## START INFORMATION PROVIDED

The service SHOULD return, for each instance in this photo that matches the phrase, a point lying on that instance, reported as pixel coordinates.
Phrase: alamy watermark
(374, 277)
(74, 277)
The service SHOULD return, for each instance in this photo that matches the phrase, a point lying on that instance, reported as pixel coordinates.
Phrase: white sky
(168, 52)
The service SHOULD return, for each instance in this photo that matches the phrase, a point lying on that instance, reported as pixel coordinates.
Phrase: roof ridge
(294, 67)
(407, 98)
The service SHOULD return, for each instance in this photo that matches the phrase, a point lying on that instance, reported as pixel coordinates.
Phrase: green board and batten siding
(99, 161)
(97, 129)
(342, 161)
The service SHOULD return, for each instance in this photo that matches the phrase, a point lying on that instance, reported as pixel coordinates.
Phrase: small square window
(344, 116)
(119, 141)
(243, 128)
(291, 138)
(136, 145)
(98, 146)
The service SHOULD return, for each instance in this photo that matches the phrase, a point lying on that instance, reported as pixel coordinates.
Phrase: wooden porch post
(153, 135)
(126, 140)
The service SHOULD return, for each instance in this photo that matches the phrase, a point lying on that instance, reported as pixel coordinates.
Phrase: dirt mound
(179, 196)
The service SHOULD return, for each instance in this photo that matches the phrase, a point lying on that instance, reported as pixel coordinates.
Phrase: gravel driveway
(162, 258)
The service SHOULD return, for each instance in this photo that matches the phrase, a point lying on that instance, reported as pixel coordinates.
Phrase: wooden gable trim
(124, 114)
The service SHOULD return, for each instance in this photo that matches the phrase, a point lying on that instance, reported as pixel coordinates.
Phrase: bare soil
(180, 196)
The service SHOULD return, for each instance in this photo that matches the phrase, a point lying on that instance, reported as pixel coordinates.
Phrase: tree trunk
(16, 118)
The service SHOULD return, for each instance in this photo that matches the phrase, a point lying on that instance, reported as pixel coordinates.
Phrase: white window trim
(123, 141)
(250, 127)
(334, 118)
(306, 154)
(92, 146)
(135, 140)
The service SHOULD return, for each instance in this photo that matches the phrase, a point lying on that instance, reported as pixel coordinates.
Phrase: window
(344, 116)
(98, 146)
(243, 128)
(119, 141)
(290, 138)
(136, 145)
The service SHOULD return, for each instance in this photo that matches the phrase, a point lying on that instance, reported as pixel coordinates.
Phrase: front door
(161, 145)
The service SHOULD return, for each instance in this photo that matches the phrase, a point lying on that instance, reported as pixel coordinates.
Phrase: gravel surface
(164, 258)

## END INFORMATION PROVIDED

Output all of the material exactly as written.

The service SHOULD return, for each instance in this photo that matches the phrase, a point lying on that instance, reported as pixel coordinates.
Phrase: alamy watermark
(374, 277)
(74, 277)
The service SHOULD return, for each instance in this photo that matches the phrase, a point lying on that instance, reported as pixel coordinates.
Phrase: white sky
(168, 52)
The service SHOULD return, for each instance in this photo that matches the phrase, a point lying on that instance, reported as pixel coordinates.
Phrase: roof ridge
(294, 67)
(407, 98)
The service SHOULD return, for each instance in this photo that matches the phrase, a point lying on that instance, reported as pixel coordinates.
Phrase: green board and batten siding
(99, 161)
(97, 129)
(342, 161)
The service SHOULD return, for each instance in this photo that matches the phrase, a point lying on that instance, reported as pixel coordinates.
Phrase: small square window
(344, 116)
(119, 141)
(243, 128)
(291, 138)
(136, 145)
(98, 146)
The service SHOULD return, for each instance in this photo that matches the phrase, a point lying on that instance, reported as pixel coordinates.
Phrase: wooden porch post
(153, 135)
(126, 140)
The service SHOULD return, for each instance in this photo that matches the phrase, a point lying on that instance, reported as pixel coordinates.
Phrase: dirt mound
(179, 196)
The service SHOULD return, for each instance in this photo that matches the phrase, a point lying on that instance, reported as pixel coordinates.
Phrase: gravel driveway
(162, 258)
The service SHOULD return, for each instance in this photo that matches the phrase, a point lying on that instance, reported as pixel coordinates.
Phrase: wooden gable trim
(124, 114)
The service SHOULD return, for each instance in this photo that matches the phrase, a point lying on that instance, reported as pixel coordinates.
Phrase: bare soil
(180, 196)
The service SHOULD return, for each instance in this photo that matches the phrase, a point lying on that instance, reported as pixel coordinates.
Phrase: tree trunk
(16, 118)
The service SHOULD return, for each instance in this photo that matches the phrase, a point lying on that instance, reported as pixel coordinates.
Phrase: white window trim
(123, 141)
(250, 127)
(334, 118)
(306, 154)
(92, 146)
(135, 140)
The service SHOULD return, for each instance in this photo that matches the phrase, a point lying on that instance, reported as pixel coordinates.
Phrase: window
(344, 116)
(98, 146)
(243, 128)
(119, 141)
(290, 138)
(136, 145)
The service SHOULD return, for each instance in this photo that matches the phrase, a point lying on that instance, reported as pixel coordinates.
Phrase: front door
(161, 145)
The service SHOULD return, for each instance in this photo that matches the phrase, a point lying on that instance, reported as pixel coordinates.
Phrase: gravel surface
(164, 258)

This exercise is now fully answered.